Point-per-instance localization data
□ □ □ □

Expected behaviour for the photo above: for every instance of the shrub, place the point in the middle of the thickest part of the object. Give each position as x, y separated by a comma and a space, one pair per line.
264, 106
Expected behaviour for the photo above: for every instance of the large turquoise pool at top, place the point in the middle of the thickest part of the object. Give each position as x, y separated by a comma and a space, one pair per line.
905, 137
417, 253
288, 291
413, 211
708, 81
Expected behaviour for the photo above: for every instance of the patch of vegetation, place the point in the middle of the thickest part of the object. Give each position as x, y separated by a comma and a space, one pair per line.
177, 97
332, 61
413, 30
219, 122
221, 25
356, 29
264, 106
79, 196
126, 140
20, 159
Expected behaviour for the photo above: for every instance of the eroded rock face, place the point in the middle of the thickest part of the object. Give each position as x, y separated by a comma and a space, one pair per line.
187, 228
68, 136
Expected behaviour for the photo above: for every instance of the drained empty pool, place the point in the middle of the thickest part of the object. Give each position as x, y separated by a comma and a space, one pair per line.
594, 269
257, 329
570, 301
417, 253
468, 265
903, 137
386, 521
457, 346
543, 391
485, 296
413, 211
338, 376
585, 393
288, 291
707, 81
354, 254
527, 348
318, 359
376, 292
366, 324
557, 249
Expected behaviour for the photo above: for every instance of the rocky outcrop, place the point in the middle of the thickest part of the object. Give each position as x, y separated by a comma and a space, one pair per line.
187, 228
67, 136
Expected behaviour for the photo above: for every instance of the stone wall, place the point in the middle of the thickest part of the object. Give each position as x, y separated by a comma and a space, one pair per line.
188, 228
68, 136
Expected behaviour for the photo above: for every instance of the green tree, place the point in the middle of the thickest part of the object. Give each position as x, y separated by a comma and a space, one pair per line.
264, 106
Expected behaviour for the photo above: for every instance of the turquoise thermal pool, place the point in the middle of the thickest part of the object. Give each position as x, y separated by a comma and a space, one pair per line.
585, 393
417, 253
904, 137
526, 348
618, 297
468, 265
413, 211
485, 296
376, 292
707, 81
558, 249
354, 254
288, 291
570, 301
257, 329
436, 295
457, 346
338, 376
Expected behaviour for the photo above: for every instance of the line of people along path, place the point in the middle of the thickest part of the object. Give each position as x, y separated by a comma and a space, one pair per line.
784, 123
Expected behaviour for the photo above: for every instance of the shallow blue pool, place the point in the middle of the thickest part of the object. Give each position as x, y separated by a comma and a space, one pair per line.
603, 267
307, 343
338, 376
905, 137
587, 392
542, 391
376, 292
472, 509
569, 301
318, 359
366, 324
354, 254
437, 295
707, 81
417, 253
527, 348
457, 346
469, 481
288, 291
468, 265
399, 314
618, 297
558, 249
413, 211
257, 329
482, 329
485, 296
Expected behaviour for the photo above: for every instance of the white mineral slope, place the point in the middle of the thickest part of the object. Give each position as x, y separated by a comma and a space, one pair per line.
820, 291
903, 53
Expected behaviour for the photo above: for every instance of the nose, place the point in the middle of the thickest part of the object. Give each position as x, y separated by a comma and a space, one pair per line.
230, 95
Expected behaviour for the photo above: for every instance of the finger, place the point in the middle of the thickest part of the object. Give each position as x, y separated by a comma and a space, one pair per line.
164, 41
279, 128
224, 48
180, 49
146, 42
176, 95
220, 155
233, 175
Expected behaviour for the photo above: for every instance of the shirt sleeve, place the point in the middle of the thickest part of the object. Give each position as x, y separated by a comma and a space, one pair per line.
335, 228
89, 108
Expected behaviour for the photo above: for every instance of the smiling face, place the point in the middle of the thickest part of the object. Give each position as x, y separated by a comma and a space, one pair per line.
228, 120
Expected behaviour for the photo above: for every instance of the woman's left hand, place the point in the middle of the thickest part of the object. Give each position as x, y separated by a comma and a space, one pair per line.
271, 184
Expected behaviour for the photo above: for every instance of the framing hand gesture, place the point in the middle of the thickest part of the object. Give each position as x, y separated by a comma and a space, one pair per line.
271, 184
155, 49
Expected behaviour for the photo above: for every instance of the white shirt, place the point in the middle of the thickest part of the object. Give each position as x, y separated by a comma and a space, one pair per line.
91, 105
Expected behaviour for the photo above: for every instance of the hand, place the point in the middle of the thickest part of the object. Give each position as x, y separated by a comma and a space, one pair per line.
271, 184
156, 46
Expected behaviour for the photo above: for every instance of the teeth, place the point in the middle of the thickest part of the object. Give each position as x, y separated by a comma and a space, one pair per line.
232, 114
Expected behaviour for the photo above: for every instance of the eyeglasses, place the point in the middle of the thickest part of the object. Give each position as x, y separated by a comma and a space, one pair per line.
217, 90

□ □ □ □

REQUIREMENT: An exact copy of the lines from the one containing "the eyeglasses, place" through the end of the entries is required, and nothing beyond them.

RESPONSE:
Expected behaviour for the photo above: for every instance of the eyeglasses, place the point in the middle of the thickest part of the object. Give each position as x, y separated by a comma and a space, one pair per line.
217, 90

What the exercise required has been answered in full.